**QUOTED PASSAGE:**
--- START ---
I work with very large data sets (1.5gb+) and do partial string searches on it.
I was able to write a script for my work, but it takes too long:
fhand = open('C:/Users/promotor/Documents/tce-sagres/TCE-PB-SAGRES-Empenhos_Esfera_Municipal.txt','r')
pergunta = raw_input('Pesquisa: ')
fresult = open('resultado.csv','w')
for line in fhand :
#linha = linha + 0.001
#update_progress(int(linha)*1000)
if pergunta in line :
print line
fresult.write(line)
print "terminado."""
I was wondering if there would be a faster way to do that on Pandas. I tried str.contains, but I could only search on a column. I was wondering if there would be a faster way. I tried "str.contains" but I could only search on only one column.
Best regards.
You are iterating over a for loop and this is what is probably taking a lot of time. I recommend reading the whole file as a string and then using regex to match your pattern.
Try the following code,
import re
with open(your_file_name,'r') as f:
lines=f.read()
name = input('pattern :')
pattern_to_match = r'(?<=\n).*%s.*(?=\n)'%name
matched_pattern = re.findall(pattern_to_match, lines, re.IGNORECASE)
print (matched_pattern)
--- END ---
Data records
--- START ---
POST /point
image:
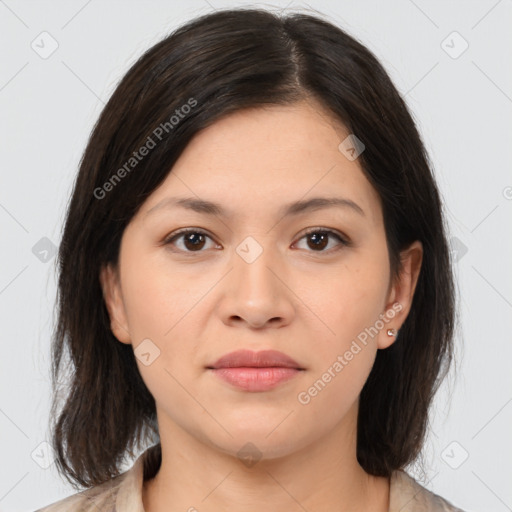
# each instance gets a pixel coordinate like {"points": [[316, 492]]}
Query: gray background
{"points": [[462, 101]]}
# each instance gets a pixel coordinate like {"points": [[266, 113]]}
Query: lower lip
{"points": [[256, 379]]}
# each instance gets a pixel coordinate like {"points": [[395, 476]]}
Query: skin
{"points": [[306, 302]]}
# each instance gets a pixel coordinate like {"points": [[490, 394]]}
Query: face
{"points": [[313, 283]]}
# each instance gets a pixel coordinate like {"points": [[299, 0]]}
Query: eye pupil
{"points": [[320, 237], [193, 239]]}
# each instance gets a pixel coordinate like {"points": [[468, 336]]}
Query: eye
{"points": [[193, 239], [319, 238]]}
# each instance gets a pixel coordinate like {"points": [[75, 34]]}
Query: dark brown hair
{"points": [[224, 62]]}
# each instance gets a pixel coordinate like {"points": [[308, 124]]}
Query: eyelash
{"points": [[343, 241]]}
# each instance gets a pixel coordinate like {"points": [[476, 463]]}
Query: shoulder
{"points": [[407, 495], [123, 492], [101, 498]]}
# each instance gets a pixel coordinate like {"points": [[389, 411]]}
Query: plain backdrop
{"points": [[60, 61]]}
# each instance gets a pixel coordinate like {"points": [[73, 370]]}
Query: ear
{"points": [[401, 293], [110, 284]]}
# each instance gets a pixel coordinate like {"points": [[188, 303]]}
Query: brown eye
{"points": [[318, 239], [193, 240]]}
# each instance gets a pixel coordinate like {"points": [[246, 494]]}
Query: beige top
{"points": [[124, 494]]}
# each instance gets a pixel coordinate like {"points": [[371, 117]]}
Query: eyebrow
{"points": [[294, 208]]}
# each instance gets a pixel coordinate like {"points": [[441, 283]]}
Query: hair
{"points": [[217, 64]]}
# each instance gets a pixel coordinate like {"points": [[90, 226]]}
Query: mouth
{"points": [[255, 371]]}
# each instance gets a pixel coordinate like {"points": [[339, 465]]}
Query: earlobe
{"points": [[401, 294], [109, 280]]}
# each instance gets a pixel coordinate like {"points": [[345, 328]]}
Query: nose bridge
{"points": [[255, 292], [256, 263]]}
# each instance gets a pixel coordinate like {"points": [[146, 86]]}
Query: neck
{"points": [[320, 476]]}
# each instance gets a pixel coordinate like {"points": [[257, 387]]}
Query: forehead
{"points": [[258, 159]]}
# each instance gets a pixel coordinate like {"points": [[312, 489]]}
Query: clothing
{"points": [[124, 492]]}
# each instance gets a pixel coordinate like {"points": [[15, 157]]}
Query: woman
{"points": [[255, 278]]}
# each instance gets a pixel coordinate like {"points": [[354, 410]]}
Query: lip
{"points": [[250, 359], [255, 371]]}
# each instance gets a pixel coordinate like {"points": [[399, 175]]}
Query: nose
{"points": [[256, 292]]}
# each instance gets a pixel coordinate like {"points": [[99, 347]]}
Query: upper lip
{"points": [[262, 359]]}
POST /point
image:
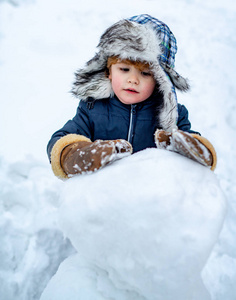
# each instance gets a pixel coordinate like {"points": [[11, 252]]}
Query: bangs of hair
{"points": [[140, 65]]}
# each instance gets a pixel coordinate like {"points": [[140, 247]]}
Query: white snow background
{"points": [[42, 43]]}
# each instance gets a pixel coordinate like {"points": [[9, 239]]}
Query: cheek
{"points": [[115, 83], [149, 88]]}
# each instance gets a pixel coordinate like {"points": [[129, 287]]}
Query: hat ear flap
{"points": [[178, 81], [91, 81]]}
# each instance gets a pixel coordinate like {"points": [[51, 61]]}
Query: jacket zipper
{"points": [[131, 125]]}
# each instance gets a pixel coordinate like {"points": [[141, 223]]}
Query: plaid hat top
{"points": [[168, 40], [139, 38]]}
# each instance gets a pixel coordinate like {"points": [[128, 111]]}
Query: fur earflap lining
{"points": [[178, 81], [210, 147], [57, 149], [136, 42]]}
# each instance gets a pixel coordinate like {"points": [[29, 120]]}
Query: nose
{"points": [[133, 78]]}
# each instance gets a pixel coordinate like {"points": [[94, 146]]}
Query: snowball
{"points": [[143, 227]]}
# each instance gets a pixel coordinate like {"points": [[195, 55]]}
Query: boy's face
{"points": [[130, 84]]}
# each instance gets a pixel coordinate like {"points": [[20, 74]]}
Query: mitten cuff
{"points": [[210, 147], [57, 149]]}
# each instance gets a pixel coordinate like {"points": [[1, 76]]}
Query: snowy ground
{"points": [[41, 44]]}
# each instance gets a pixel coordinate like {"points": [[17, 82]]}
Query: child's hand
{"points": [[184, 143], [85, 157]]}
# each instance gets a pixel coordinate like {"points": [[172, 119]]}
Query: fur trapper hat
{"points": [[140, 38]]}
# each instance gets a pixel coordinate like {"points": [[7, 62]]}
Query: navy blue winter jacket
{"points": [[110, 119]]}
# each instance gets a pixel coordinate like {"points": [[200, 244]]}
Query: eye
{"points": [[146, 73]]}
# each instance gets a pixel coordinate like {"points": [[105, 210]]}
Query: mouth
{"points": [[132, 91]]}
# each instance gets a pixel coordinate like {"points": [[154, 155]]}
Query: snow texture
{"points": [[146, 235], [42, 43]]}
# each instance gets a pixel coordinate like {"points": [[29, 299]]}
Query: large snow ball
{"points": [[148, 223]]}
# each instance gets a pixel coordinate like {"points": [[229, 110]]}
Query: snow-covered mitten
{"points": [[85, 157], [190, 145]]}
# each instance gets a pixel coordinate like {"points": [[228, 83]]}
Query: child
{"points": [[128, 102]]}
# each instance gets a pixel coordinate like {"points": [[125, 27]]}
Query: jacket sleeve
{"points": [[79, 125], [185, 125]]}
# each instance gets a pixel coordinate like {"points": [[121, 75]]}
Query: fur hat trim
{"points": [[136, 41]]}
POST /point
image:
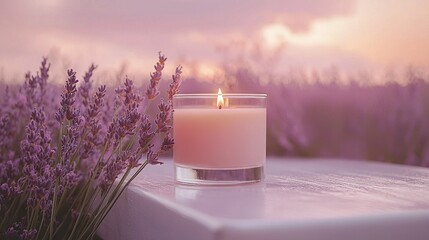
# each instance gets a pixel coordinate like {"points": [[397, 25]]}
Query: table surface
{"points": [[299, 199]]}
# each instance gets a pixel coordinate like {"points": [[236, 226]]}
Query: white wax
{"points": [[220, 138]]}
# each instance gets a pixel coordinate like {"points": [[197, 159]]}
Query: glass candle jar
{"points": [[219, 138]]}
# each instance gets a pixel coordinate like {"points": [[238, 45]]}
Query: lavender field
{"points": [[307, 117]]}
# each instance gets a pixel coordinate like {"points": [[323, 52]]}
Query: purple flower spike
{"points": [[164, 117], [175, 85], [152, 90], [152, 158], [85, 87], [68, 98]]}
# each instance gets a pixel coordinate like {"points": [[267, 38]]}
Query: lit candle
{"points": [[219, 139]]}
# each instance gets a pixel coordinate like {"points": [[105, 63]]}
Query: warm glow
{"points": [[220, 102]]}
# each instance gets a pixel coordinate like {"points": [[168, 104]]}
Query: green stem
{"points": [[117, 197]]}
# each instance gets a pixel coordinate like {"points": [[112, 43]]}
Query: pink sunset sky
{"points": [[204, 36]]}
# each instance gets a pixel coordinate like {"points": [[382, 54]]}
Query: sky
{"points": [[208, 36]]}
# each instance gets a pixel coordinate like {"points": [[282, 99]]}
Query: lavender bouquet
{"points": [[59, 163]]}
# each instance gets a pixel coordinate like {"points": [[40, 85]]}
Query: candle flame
{"points": [[220, 102]]}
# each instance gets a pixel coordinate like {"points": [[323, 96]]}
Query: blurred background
{"points": [[346, 79]]}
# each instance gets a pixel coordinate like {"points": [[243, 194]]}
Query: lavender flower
{"points": [[68, 189], [164, 117], [68, 98], [85, 87], [152, 90], [175, 85]]}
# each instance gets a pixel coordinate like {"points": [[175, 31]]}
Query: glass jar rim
{"points": [[214, 95]]}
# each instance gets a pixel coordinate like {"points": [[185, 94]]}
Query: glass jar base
{"points": [[210, 176]]}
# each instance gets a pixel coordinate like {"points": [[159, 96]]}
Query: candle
{"points": [[219, 139]]}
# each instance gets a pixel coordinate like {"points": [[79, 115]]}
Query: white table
{"points": [[299, 199]]}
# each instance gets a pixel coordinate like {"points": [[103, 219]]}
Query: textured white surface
{"points": [[299, 199]]}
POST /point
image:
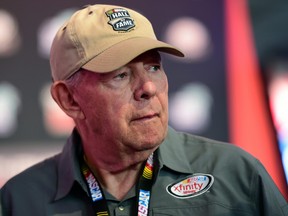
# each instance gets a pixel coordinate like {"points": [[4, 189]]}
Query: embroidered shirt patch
{"points": [[191, 186]]}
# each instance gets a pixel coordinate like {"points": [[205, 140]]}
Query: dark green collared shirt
{"points": [[194, 176]]}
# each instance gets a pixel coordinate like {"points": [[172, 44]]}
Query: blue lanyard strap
{"points": [[143, 192]]}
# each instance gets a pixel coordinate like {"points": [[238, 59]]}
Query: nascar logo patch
{"points": [[191, 186]]}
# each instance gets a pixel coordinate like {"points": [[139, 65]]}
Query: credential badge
{"points": [[120, 19], [191, 186]]}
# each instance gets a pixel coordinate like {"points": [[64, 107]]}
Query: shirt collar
{"points": [[172, 154], [69, 166]]}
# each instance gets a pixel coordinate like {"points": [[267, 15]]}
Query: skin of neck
{"points": [[116, 171]]}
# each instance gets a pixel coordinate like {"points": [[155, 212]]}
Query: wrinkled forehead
{"points": [[150, 55]]}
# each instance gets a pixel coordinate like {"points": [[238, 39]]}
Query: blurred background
{"points": [[231, 86]]}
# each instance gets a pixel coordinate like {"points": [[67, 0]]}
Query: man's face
{"points": [[128, 107]]}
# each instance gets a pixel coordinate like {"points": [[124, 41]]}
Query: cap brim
{"points": [[122, 53]]}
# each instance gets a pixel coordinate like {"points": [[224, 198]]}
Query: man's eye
{"points": [[154, 68], [121, 75]]}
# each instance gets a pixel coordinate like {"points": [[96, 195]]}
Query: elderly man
{"points": [[122, 158]]}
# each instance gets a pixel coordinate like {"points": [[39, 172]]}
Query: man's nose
{"points": [[146, 87]]}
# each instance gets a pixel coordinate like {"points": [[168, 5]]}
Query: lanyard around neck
{"points": [[144, 190]]}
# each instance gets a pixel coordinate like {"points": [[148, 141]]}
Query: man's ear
{"points": [[65, 100]]}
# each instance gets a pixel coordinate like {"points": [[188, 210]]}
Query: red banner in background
{"points": [[249, 117]]}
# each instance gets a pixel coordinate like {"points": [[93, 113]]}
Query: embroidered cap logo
{"points": [[120, 19]]}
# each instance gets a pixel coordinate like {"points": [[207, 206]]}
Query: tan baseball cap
{"points": [[102, 38]]}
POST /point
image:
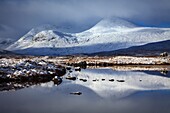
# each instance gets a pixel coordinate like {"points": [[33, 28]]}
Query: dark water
{"points": [[150, 95]]}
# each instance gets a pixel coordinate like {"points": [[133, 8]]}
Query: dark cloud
{"points": [[22, 15]]}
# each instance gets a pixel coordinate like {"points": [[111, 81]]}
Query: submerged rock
{"points": [[111, 80], [84, 80], [120, 80], [77, 69], [57, 80]]}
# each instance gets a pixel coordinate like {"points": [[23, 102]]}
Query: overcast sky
{"points": [[19, 16]]}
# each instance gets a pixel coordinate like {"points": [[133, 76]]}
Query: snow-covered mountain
{"points": [[107, 35]]}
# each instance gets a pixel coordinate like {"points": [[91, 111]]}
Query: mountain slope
{"points": [[107, 35], [149, 49]]}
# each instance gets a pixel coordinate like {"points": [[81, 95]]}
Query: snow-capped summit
{"points": [[107, 35], [36, 30]]}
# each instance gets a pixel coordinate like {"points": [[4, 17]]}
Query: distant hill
{"points": [[109, 34], [150, 49]]}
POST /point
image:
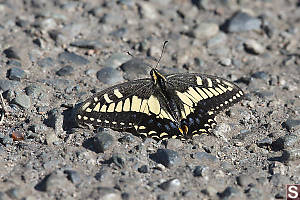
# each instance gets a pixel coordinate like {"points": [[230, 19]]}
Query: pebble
{"points": [[205, 31], [147, 10], [73, 176], [116, 59], [244, 180], [134, 68], [66, 70], [87, 44], [290, 155], [205, 157], [277, 168], [33, 90], [11, 52], [201, 171], [261, 75], [231, 193], [23, 100], [105, 193], [16, 74], [6, 85], [118, 160], [103, 141], [217, 40], [46, 62], [241, 22], [171, 185], [143, 169], [69, 57], [252, 46], [291, 123], [14, 63], [167, 157], [225, 61], [109, 75]]}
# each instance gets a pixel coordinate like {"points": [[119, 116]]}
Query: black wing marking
{"points": [[201, 98], [113, 107]]}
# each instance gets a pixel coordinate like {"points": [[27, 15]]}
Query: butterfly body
{"points": [[172, 106]]}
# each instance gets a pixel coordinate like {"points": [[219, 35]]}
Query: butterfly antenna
{"points": [[162, 52]]}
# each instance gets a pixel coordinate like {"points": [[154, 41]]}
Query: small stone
{"points": [[16, 74], [11, 52], [66, 70], [109, 75], [51, 138], [72, 58], [201, 171], [205, 30], [204, 157], [118, 160], [252, 46], [73, 176], [244, 180], [23, 100], [171, 185], [261, 75], [231, 193], [103, 141], [14, 63], [277, 168], [87, 44], [290, 155], [147, 10], [143, 169], [242, 22], [217, 40], [134, 68], [291, 124], [46, 62], [167, 157], [225, 61], [117, 59]]}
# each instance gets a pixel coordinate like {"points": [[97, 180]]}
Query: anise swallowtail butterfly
{"points": [[179, 105]]}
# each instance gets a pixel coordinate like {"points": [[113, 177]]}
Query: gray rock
{"points": [[252, 46], [16, 74], [11, 52], [291, 124], [217, 40], [8, 85], [116, 59], [109, 75], [201, 171], [72, 58], [171, 185], [23, 100], [205, 30], [14, 63], [241, 22], [204, 157], [46, 62], [103, 141], [167, 157], [73, 176], [64, 71], [134, 68], [244, 180], [87, 44], [225, 61]]}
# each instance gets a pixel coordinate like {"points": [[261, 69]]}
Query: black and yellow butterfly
{"points": [[172, 106]]}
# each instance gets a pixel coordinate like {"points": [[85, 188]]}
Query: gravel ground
{"points": [[55, 54]]}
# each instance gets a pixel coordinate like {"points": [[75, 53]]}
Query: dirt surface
{"points": [[55, 54]]}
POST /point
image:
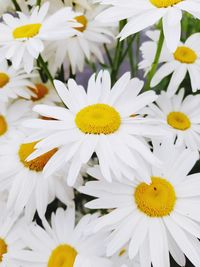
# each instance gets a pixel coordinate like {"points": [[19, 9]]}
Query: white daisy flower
{"points": [[64, 244], [10, 233], [25, 181], [5, 6], [121, 259], [97, 121], [153, 219], [22, 38], [144, 13], [56, 4], [14, 83], [45, 93], [87, 44], [12, 116], [185, 59], [180, 117]]}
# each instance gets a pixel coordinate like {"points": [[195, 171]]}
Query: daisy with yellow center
--- END ---
**REQUIRED TASKS:**
a: Answer the following questions using the thread on searching large text files:
(i) How large are the data sets the asker works with?
(ii) Which pandas method did the asker try, and what limitation did they encounter with it?
(iii) What does the reply recommend doing instead of iterating with a for loop?
b: Select every line of the listing that contains the string "table", treating case as significant.
The thread and the listing have no connection to each other.

**RESPONSES:**
a:
(i) 1.5gb+.
(ii) The asker tried "str.contains" but could search only one column.
(iii) The reply recommends reading the whole file as a string and then using regex to match the pattern.

b:
Query: table surface
Query: white table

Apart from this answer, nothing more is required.